What is needed:
Please read the records below and return each line holding the string "Sample".

Supplied records:
==*==
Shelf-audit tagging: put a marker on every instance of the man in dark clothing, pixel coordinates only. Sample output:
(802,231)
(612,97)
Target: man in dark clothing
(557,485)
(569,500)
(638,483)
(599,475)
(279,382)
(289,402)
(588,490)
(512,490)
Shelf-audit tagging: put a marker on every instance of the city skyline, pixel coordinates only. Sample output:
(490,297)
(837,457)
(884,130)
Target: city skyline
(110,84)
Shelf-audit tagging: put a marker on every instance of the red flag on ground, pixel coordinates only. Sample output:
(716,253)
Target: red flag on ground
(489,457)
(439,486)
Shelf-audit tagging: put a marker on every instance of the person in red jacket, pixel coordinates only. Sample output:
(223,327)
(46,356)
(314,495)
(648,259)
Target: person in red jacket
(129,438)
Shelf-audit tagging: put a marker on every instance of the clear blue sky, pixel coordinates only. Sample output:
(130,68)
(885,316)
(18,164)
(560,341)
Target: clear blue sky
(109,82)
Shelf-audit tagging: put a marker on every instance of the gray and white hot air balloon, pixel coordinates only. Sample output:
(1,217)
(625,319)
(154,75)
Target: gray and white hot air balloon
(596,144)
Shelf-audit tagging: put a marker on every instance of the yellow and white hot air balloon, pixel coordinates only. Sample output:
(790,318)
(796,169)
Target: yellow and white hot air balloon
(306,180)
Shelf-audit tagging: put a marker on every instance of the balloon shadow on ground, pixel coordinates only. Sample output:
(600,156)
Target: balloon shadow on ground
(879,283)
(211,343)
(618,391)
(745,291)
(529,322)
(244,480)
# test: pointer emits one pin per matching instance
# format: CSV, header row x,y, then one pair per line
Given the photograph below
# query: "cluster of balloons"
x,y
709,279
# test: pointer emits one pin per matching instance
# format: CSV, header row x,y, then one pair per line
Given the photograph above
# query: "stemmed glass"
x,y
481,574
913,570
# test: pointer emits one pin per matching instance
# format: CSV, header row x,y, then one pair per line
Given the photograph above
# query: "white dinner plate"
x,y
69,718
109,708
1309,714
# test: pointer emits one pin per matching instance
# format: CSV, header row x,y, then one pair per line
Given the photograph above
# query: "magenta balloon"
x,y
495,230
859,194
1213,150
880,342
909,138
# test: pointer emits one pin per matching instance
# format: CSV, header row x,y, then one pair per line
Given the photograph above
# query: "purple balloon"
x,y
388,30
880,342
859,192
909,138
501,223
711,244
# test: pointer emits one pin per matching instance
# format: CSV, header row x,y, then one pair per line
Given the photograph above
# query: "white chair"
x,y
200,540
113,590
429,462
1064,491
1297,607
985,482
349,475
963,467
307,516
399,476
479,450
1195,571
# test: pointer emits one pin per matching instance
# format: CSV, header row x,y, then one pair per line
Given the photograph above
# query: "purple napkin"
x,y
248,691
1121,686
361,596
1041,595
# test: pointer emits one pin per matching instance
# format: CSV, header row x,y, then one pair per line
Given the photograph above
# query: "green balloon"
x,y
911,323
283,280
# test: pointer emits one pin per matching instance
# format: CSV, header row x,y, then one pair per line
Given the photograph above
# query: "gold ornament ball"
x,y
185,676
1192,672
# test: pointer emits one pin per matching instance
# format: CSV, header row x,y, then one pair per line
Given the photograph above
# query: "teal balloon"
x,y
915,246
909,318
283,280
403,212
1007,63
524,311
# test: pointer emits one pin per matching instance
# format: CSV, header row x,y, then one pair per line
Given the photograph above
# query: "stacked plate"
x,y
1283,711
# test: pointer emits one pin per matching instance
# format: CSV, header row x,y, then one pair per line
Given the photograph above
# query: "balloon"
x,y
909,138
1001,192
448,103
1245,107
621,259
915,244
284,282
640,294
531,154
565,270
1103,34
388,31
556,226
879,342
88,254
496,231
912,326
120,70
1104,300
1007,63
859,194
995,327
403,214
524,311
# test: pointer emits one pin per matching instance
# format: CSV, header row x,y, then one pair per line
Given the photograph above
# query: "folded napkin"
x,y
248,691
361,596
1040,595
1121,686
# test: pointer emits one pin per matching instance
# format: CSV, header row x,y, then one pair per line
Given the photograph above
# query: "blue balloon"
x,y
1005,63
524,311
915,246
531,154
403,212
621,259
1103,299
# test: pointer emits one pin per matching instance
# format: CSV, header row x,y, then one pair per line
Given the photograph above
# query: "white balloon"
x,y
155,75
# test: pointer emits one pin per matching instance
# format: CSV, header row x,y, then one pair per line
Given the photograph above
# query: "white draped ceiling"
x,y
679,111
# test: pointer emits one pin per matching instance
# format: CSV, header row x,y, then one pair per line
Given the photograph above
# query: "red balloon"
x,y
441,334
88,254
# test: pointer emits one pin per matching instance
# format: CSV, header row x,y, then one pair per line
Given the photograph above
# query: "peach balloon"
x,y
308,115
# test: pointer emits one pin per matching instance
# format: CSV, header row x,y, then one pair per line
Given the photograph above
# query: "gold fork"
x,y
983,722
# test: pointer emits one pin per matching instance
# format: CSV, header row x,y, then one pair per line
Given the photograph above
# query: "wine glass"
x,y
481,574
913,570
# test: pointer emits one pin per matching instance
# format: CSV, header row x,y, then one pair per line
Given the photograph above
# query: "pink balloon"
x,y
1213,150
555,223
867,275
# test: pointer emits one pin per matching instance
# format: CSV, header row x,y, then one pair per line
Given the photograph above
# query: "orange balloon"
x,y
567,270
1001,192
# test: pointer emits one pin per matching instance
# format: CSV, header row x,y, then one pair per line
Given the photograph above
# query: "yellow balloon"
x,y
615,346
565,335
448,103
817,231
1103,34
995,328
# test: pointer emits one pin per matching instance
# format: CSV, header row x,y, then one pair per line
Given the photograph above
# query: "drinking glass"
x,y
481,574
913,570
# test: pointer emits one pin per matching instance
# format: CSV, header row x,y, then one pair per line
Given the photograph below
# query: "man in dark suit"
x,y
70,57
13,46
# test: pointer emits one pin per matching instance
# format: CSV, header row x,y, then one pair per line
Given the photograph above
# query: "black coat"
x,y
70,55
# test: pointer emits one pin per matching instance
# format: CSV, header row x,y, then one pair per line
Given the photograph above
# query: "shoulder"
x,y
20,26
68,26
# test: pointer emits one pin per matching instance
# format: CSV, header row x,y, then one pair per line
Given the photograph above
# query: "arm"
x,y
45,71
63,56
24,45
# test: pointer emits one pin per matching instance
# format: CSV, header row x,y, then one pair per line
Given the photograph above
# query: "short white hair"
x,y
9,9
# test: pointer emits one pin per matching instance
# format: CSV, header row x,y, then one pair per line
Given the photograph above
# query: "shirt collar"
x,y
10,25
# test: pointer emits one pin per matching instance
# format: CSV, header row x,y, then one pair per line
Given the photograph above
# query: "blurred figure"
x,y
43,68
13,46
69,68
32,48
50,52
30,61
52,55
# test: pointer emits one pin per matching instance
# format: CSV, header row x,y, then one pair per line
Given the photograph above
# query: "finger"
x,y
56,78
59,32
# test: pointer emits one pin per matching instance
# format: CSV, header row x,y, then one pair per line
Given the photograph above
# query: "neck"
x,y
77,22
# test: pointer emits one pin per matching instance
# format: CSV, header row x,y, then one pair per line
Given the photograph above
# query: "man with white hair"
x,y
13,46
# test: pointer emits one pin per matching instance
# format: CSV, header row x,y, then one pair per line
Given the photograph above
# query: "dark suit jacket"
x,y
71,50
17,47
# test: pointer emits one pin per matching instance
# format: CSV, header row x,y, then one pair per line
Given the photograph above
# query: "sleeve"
==*==
Worked solution:
Shelf-audit tagging: put a marker on every instance of the man in dark clothing, pixel coordinates only. Sample output:
Shelf-audit tagging: put a marker on every instance of the city skyline, pixel coordinates only. Sample output:
Shelf-audit tagging: put a marker on every instance of the red flag on ground, pixel coordinates only. Sample output:
Shelf-audit tagging: put a marker on every instance of the person in red jacket, pixel coordinates only. Sample output:
Shelf-audit tagging: put a marker on every instance of the clear blue sky, pixel coordinates only. Sample output:
Shelf-audit tagging: put a marker on every instance of the gray and white hot air balloon, pixel coordinates only. Sample output:
Shelf-audit tagging: put a marker on every instance of the yellow and white hot air balloon, pixel coordinates only. Sample output:
Shelf-audit tagging: put a marker on every instance of the balloon shadow on ground, pixel coordinates only. Sample output:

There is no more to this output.